Exercise brief: Keeping every character as it is, transcribe the entries below.

Data records:
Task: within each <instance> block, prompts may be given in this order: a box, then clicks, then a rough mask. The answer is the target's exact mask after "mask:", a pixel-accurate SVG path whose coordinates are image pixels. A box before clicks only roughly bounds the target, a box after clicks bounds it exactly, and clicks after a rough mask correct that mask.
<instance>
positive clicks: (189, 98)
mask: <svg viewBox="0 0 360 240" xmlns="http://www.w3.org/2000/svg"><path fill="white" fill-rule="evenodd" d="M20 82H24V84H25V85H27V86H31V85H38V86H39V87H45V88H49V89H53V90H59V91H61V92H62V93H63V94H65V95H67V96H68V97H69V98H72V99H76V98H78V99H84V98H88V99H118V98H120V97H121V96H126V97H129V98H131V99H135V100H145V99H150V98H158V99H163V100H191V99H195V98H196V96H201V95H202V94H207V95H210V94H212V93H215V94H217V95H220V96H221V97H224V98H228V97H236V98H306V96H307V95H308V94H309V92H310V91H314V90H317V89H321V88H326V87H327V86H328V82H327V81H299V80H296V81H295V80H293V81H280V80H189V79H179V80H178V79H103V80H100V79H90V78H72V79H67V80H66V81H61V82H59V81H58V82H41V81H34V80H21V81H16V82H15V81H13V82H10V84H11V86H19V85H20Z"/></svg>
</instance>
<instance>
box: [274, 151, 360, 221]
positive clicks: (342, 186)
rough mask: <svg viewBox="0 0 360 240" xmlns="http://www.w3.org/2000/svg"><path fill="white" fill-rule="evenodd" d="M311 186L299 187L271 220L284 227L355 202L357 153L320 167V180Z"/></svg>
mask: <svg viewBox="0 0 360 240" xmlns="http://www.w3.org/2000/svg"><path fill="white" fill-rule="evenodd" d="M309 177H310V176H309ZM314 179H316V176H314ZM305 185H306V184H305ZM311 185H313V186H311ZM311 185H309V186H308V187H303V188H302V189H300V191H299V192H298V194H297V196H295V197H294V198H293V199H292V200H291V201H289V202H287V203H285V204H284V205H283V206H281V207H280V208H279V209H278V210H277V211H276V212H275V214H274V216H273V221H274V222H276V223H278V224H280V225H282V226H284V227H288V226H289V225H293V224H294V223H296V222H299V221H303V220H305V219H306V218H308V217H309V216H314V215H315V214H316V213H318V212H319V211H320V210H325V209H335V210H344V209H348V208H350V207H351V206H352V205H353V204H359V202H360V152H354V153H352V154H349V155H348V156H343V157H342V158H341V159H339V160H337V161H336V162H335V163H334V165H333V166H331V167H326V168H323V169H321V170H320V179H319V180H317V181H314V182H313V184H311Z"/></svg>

Problem solution:
Task: within each <instance> block, prompts may be given in this order: a box, then clicks, then a rough mask. The answer is the target's exact mask after "mask:", a pixel-accurate SVG path whose coordinates are image pixels. A box before clicks only roughly bounds the target, a box after clicks bounds it exactly, and clicks after a rough mask correct that mask.
<instance>
positive clicks: (189, 98)
mask: <svg viewBox="0 0 360 240" xmlns="http://www.w3.org/2000/svg"><path fill="white" fill-rule="evenodd" d="M20 82H24V84H25V85H27V86H31V85H38V86H39V87H45V88H49V89H53V90H59V91H61V92H62V93H63V94H65V95H67V96H68V97H69V98H72V99H76V98H78V99H84V98H88V99H118V98H120V97H121V96H126V97H129V98H131V99H135V100H145V99H150V98H158V99H163V100H191V99H195V98H196V96H201V95H202V94H207V95H210V94H212V93H215V94H217V95H220V96H221V97H224V98H228V97H236V98H306V96H307V95H308V94H309V92H310V91H314V90H317V89H321V88H326V87H327V86H328V82H327V81H299V80H296V81H295V80H293V81H280V80H189V79H179V80H178V79H103V80H100V79H90V78H72V79H67V80H66V81H61V82H59V81H58V82H41V81H34V80H21V81H16V82H15V81H13V82H10V84H11V86H19V85H20Z"/></svg>
</instance>
<instance>
box: [274, 151, 360, 221]
positive clicks: (342, 186)
rough mask: <svg viewBox="0 0 360 240" xmlns="http://www.w3.org/2000/svg"><path fill="white" fill-rule="evenodd" d="M311 186L299 187L271 220L284 227L355 202L357 153L320 167V180Z"/></svg>
mask: <svg viewBox="0 0 360 240" xmlns="http://www.w3.org/2000/svg"><path fill="white" fill-rule="evenodd" d="M309 177H310V176H309ZM314 179H316V176H314ZM305 185H306V184H305ZM311 185H313V186H311ZM311 185H309V186H308V187H303V188H302V189H300V191H299V192H298V194H297V196H295V197H294V198H293V199H292V200H291V201H289V202H287V203H285V204H284V205H283V206H281V207H280V208H279V209H278V210H277V211H276V212H275V214H274V216H273V221H274V222H276V223H278V224H280V225H282V226H284V227H288V226H289V225H293V224H294V223H296V222H299V221H303V220H305V219H306V218H308V217H309V216H314V215H315V214H316V213H318V212H319V211H320V210H325V209H335V210H344V209H348V208H350V207H351V206H352V205H353V204H359V202H360V152H354V153H352V154H349V155H348V156H343V157H342V158H341V159H339V160H337V161H336V162H335V163H334V165H333V166H331V167H326V168H323V169H321V170H320V179H319V180H317V181H314V182H313V184H311Z"/></svg>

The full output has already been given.